>> BEGIN DATA TO USE

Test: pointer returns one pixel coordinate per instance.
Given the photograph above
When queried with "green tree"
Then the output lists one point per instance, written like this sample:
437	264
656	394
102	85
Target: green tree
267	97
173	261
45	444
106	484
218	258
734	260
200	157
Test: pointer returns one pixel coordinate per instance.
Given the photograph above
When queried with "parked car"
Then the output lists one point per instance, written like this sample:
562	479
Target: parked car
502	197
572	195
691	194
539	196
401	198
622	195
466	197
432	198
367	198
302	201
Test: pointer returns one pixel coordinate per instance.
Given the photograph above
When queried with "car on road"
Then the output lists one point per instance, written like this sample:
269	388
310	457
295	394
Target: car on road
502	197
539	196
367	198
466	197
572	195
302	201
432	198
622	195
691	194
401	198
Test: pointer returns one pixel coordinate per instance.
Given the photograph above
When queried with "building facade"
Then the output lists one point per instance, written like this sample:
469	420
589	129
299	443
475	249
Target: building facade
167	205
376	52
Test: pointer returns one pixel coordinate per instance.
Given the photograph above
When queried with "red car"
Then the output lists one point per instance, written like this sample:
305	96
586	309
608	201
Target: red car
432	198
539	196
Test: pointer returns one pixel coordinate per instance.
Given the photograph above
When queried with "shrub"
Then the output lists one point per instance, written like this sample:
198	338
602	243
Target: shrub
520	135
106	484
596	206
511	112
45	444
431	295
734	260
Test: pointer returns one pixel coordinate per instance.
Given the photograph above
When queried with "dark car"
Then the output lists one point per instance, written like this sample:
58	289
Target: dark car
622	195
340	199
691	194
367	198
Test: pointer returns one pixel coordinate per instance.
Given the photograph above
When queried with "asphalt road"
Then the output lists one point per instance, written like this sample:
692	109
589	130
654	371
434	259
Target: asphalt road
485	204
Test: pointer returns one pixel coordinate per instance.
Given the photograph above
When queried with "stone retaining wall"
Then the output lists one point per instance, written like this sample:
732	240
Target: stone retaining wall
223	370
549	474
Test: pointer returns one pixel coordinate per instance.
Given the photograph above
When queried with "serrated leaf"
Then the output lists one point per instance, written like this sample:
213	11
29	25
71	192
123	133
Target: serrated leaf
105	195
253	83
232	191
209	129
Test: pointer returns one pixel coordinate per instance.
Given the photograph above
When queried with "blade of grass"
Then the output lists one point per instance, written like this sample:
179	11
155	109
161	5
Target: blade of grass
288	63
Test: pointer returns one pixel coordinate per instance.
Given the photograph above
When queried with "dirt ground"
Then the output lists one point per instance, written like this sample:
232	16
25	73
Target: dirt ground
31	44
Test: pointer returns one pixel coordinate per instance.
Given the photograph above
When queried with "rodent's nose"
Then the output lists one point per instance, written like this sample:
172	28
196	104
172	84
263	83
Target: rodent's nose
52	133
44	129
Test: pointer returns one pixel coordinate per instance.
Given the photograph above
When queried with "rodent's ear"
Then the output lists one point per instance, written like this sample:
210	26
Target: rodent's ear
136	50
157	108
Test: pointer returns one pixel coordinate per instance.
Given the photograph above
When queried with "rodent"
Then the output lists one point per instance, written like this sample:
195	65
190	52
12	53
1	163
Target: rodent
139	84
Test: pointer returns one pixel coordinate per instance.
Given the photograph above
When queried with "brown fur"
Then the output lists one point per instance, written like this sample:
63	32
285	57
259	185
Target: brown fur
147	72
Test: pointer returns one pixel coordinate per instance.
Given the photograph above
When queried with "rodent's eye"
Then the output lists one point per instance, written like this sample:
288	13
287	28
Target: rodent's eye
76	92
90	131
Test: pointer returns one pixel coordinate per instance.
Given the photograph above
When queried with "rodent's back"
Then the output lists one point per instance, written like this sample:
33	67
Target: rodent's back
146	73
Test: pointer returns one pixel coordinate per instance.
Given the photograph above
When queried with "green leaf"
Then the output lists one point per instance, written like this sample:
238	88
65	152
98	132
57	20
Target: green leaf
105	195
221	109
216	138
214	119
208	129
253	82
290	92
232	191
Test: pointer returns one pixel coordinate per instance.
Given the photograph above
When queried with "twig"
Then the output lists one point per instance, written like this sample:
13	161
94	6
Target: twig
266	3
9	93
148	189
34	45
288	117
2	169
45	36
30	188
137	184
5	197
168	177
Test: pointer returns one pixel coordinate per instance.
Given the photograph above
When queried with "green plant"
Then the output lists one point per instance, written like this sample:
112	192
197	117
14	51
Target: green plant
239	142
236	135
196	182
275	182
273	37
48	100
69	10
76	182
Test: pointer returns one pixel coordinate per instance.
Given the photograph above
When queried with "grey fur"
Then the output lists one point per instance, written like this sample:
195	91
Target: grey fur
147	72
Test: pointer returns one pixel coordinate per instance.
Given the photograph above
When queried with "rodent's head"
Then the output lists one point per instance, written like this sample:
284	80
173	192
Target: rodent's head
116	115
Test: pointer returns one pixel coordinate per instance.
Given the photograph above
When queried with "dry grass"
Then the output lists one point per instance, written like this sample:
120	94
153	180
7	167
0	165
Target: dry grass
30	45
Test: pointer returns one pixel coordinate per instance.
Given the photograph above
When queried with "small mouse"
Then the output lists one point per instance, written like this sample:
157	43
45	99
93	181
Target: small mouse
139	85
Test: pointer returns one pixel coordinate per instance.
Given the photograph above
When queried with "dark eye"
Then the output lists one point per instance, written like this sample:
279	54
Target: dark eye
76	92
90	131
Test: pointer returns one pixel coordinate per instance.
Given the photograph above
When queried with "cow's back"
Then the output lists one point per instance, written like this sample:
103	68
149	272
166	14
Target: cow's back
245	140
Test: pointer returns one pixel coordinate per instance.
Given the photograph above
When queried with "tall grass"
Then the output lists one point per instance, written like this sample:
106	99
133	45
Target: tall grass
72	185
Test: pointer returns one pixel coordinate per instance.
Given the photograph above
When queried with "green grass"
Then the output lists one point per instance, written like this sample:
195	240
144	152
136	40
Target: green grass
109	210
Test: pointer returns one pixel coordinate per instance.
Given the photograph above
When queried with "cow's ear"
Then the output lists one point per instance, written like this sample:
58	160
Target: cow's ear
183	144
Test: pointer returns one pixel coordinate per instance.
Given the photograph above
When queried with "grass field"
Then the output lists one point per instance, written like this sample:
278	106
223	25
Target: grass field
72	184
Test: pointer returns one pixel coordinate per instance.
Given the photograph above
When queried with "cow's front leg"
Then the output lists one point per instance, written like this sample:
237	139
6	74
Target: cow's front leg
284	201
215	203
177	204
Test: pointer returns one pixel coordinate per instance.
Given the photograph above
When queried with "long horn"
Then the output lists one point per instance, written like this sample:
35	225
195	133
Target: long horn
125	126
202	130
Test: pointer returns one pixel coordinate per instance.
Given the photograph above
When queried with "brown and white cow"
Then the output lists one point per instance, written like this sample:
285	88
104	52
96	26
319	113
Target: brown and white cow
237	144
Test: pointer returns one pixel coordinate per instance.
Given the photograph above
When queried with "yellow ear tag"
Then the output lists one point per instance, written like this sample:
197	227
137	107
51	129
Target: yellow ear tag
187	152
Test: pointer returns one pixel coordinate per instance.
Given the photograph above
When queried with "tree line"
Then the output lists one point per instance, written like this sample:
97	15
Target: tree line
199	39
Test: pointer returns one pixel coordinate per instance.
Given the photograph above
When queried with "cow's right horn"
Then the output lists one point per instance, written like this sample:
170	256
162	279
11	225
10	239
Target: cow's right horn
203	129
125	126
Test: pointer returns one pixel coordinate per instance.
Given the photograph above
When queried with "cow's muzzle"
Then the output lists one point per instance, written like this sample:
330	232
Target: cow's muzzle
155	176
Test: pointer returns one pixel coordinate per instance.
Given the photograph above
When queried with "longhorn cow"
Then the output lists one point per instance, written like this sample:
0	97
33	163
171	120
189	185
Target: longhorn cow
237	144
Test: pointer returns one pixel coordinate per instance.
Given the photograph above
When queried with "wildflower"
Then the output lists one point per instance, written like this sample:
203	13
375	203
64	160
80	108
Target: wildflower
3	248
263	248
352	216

>> END DATA TO USE

> [GOAL]: Gather each line of the rows above that contains the string "asphalt", copying those lines verbatim.

> [SOLUTION TO THIS EXERCISE]:
When queried with "asphalt road"
Target: asphalt road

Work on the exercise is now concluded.